* _Material for this exercise_:

= = = =

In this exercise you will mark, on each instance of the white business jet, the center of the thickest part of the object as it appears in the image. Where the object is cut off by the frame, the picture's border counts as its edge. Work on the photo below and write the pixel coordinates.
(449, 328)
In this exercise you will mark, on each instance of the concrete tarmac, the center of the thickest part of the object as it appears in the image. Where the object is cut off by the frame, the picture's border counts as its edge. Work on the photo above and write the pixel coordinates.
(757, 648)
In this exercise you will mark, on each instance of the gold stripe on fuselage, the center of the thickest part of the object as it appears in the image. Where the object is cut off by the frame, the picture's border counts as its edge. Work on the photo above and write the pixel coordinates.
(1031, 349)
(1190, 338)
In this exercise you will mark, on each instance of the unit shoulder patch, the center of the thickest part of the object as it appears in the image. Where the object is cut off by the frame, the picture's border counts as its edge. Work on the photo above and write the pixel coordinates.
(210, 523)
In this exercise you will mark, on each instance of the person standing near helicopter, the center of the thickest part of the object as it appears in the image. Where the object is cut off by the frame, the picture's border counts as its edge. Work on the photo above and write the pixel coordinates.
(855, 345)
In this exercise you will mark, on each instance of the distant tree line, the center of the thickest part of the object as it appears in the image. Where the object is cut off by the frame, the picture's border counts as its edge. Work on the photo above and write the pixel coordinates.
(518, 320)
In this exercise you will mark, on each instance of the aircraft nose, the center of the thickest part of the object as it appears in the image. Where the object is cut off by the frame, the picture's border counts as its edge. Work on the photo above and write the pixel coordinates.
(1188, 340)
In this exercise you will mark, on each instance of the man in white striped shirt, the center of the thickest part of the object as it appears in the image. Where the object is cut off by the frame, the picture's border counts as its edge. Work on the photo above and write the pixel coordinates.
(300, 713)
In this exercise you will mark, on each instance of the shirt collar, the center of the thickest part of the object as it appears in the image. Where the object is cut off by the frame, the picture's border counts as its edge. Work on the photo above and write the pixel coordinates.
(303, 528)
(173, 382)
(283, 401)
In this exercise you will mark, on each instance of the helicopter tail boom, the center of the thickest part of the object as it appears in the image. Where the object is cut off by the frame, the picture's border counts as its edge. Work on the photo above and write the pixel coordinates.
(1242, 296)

= = = =

* _Try it_:
Would you set the entries down again, exactly as they were written?

* _Output_:
In this exercise you will mark, on each instance of the white business jet, the center of the thickest part of the object as it appears in the image. Where the object is cut off by the frame, the picture's border counts as its edge. Work on the photo below and write the pixel coordinates.
(449, 328)
In this exercise you will mark, on each instance of the concrete tarmac, the center of the thickest part of the object as it appears in the image. Where the object is cut off by the frame, the picture's border counts as its edge. Work on the photo above and write the pixel coordinates.
(757, 648)
In this exercise you will mark, on each instance of the gold stripe on fuselage, the center of the thickest part of the object as it appears in the image. Where the object is cut off by the frame, the picture's border counts as its edge. Work on the photo above and write the pixel coordinates.
(1031, 349)
(1190, 338)
In this exercise you will mark, on each instance of the unit shoulder patch, the center of the thickest part of the object as it appears in the image. Where the object is cut off by the frame, the picture's border counts as its edge. Work on the photo above and write the pixel coordinates.
(210, 523)
In this exercise you will mark, on each instance of the person standing near helicopter, the center of the thickest part of the object as it appears in the image. Where the object is cut off by the frame, the picture's border counts as its edge. Work on the photo above and write the pixel coordinates.
(855, 345)
In this exercise you will mark, on each instance of the distant tree line, the center of the thickest part of the object as it appears in the image. Where the object is cut off by the frame, the picture's border counts as its edge. Work on the photo above and write the pixel coordinates.
(518, 320)
In this exercise you will mark, on each instance of the aircraft nose, the center of the thickest part of the object as it appears in the image. Where the object is cut off by the frame, the picture's border counts as its edge. Work on the photo above and write the pixel coordinates.
(1188, 340)
In this exercise you will mark, on each instance of the man in white striped shirt, the center of the thickest part of the object as it appears in the image. Where the object is cut off by the frame, the picture's border counts as its edge. Work on the photo above and write the pixel coordinates.
(300, 713)
In this exercise you will mark, on each instance of the shirt collar, the center of the thickest part of the object as it appears in the image. Where the object is cut off by the frame, the picture's border counts as its edge. Work on the photo above and write the pixel coordinates.
(303, 528)
(173, 382)
(283, 401)
In this exercise you will mark, on each instance of the helicopter tail boom, the center of the thickest part of the object as it appears in the image. Where the object is cut off by the frame, the picture's border counts as its edge. Work on the photo above and write the pixel coordinates.
(1242, 296)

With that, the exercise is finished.